━━━ Records for the exercise
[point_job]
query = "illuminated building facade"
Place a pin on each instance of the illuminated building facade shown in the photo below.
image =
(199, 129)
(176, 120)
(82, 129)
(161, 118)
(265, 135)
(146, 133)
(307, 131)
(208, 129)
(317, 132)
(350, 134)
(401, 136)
━━━━━━
◆ **What is asked**
Copy out the records above word for word, with every line kept as it is.

◆ **Final answer**
[point_job]
query = "illuminated building facade"
Place a pin on each instance of the illuminated building facade shown in the photo below.
image =
(199, 129)
(176, 120)
(82, 129)
(161, 118)
(265, 135)
(146, 133)
(307, 131)
(208, 129)
(317, 132)
(350, 134)
(401, 136)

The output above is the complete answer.